*AIM OF THE EXERCISE*:
Rewrite everything from the line containing "Shot-chart prep: mark the leafy" down to the end of the data below, changing "dark green cushion" to "dark green pillow" and leaving all else unchanged.

*DATA PROVIDED*:
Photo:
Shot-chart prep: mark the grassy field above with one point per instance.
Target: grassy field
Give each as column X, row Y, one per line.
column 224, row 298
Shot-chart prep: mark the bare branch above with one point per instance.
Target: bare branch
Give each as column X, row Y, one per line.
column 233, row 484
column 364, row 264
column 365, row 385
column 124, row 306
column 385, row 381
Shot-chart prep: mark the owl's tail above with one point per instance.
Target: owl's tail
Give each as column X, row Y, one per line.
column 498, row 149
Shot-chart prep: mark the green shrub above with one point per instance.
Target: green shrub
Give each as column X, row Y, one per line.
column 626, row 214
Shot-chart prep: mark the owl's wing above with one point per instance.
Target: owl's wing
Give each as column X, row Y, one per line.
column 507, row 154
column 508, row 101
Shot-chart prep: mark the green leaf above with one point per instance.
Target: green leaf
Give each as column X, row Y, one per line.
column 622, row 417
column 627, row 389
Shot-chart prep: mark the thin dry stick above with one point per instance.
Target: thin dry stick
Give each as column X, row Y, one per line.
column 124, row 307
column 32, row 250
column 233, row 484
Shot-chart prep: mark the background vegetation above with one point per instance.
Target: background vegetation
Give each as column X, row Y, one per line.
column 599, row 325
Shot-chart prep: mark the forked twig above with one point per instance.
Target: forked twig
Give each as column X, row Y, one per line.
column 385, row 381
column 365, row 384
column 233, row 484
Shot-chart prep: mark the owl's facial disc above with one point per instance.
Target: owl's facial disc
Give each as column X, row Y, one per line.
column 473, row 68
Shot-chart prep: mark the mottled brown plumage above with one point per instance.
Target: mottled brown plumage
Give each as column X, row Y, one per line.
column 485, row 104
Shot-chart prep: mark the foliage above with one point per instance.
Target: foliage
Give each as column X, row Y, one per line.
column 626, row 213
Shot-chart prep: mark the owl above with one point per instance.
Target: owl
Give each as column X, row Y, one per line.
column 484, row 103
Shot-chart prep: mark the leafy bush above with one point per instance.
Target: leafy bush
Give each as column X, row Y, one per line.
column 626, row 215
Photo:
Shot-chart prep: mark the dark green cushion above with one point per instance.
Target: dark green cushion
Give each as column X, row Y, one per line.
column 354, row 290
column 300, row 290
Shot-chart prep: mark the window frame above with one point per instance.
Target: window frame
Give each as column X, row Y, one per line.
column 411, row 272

*TASK OUTPUT*:
Shot-chart prep: mark the leafy bush above with one point per instance.
Target: leafy bush
Give each as column X, row Y, one per line.
column 626, row 215
Photo:
Shot-chart prep: mark the dark green pillow above with one point per instance.
Target: dark green pillow
Give each as column X, row Y, one per line.
column 354, row 290
column 300, row 290
Shot-chart prep: mark the window frame above with one point per instance.
Target: window frame
Give each as column X, row Y, one per line.
column 411, row 272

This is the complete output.